#### [Task directions]
Every record below should be repeated word for word, with the pictures left out.

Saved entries

- - - - -

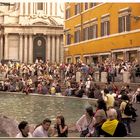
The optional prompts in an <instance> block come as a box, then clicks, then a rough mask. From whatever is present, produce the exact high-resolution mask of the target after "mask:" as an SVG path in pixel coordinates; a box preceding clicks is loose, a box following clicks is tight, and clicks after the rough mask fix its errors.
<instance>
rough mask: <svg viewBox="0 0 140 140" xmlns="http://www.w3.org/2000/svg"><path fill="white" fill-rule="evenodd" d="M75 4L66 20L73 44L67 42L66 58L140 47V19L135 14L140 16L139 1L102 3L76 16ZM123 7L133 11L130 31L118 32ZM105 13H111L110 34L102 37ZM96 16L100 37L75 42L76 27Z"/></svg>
mask: <svg viewBox="0 0 140 140" xmlns="http://www.w3.org/2000/svg"><path fill="white" fill-rule="evenodd" d="M74 5H75V4H74V3H70V4H69V9H70V15H71V17H70V18H69V19H67V20H65V30H67V29H70V31H69V32H70V33H71V34H72V37H71V44H70V45H66V44H65V60H66V59H67V58H69V57H71V58H72V60H73V62H74V57H75V56H76V55H80V56H81V59H83V55H90V54H98V53H104V52H111V51H112V50H118V49H127V48H137V47H140V42H139V36H140V20H139V19H138V20H136V19H135V18H134V16H140V4H139V3H100V4H99V5H97V6H94V7H93V8H90V9H88V10H86V11H84V10H83V12H81V13H80V14H79V15H76V16H74ZM67 7H68V6H67ZM122 9H130V11H131V12H130V14H131V16H130V20H131V23H130V31H127V32H122V33H118V17H119V11H120V10H122ZM105 14H110V35H108V36H103V37H101V16H103V15H105ZM95 18H97V21H98V25H97V26H98V38H95V39H90V40H86V41H81V42H79V43H74V37H73V35H74V27H75V26H76V25H78V24H81V25H83V23H85V22H88V21H91V20H92V19H95ZM71 23H72V24H71ZM81 29H82V28H81ZM65 39H66V38H65ZM64 42H66V40H65V41H64Z"/></svg>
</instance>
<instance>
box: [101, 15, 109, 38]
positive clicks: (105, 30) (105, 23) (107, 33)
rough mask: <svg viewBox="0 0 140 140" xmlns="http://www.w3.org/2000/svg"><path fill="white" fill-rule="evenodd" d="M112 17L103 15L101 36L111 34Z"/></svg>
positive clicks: (108, 34) (101, 24)
mask: <svg viewBox="0 0 140 140" xmlns="http://www.w3.org/2000/svg"><path fill="white" fill-rule="evenodd" d="M109 20H110V17H109V16H106V17H102V19H101V36H106V35H109V34H110V21H109Z"/></svg>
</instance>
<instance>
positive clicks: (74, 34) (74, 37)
mask: <svg viewBox="0 0 140 140" xmlns="http://www.w3.org/2000/svg"><path fill="white" fill-rule="evenodd" d="M76 42H77V40H76V32H74V43H76Z"/></svg>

- - - - -

#### [Task answer]
The optional prompts in an <instance> block come as a box, then clicks, then a rough mask. From whatever is present, produce the exact high-resolution mask of the target after "mask:" as an SVG path in pixel coordinates; a box preceding clicks is loose, a box following clicks is tight, and clicks after the rough mask fix its errors.
<instance>
rough mask: <svg viewBox="0 0 140 140" xmlns="http://www.w3.org/2000/svg"><path fill="white" fill-rule="evenodd" d="M75 4L66 20L73 44L67 42L66 58L140 47V19L135 14L140 16L139 1L102 3L76 16ZM123 7L133 11L130 31L118 32ZM105 13H111L110 34L102 37ZM96 16L100 37L75 42L76 27Z"/></svg>
mask: <svg viewBox="0 0 140 140" xmlns="http://www.w3.org/2000/svg"><path fill="white" fill-rule="evenodd" d="M74 5H75V4H74V3H70V4H69V9H70V15H71V17H70V18H69V19H67V20H65V30H67V29H70V31H69V32H70V33H71V34H72V37H71V44H70V45H66V44H65V60H66V59H67V58H69V57H71V58H72V60H73V62H74V57H75V56H76V55H80V56H81V59H83V55H90V54H98V53H104V52H111V51H112V50H118V49H127V48H137V47H140V42H139V36H140V20H139V19H138V20H136V19H135V18H134V16H140V4H139V3H100V4H99V5H97V6H94V7H93V8H90V9H88V10H86V11H84V10H83V12H81V13H80V14H79V15H76V16H74ZM67 7H68V6H67ZM122 9H130V11H131V12H130V14H131V16H130V20H131V23H130V31H127V32H122V33H118V17H119V11H120V10H122ZM105 14H110V35H108V36H103V37H101V16H103V15H105ZM95 18H97V21H98V25H97V26H98V38H95V39H90V40H86V41H81V42H79V43H74V37H73V35H74V27H75V26H76V25H78V24H81V25H83V23H85V22H88V21H91V20H92V19H95ZM71 23H72V24H71ZM81 29H82V28H81ZM65 39H66V38H65ZM64 42H66V40H65V41H64Z"/></svg>
</instance>
<instance>
box: [101, 15, 109, 38]
positive clicks: (105, 30) (105, 23) (107, 33)
rough mask: <svg viewBox="0 0 140 140" xmlns="http://www.w3.org/2000/svg"><path fill="white" fill-rule="evenodd" d="M112 17L103 15L101 36L111 34Z"/></svg>
positive clicks: (108, 34) (101, 24)
mask: <svg viewBox="0 0 140 140" xmlns="http://www.w3.org/2000/svg"><path fill="white" fill-rule="evenodd" d="M109 20H110V17H109V16H106V17H102V19H101V36H106V35H109V34H110V21H109Z"/></svg>
</instance>
<instance>
positive clicks: (74, 34) (74, 37)
mask: <svg viewBox="0 0 140 140" xmlns="http://www.w3.org/2000/svg"><path fill="white" fill-rule="evenodd" d="M76 42H77V40H76V32H74V43H76Z"/></svg>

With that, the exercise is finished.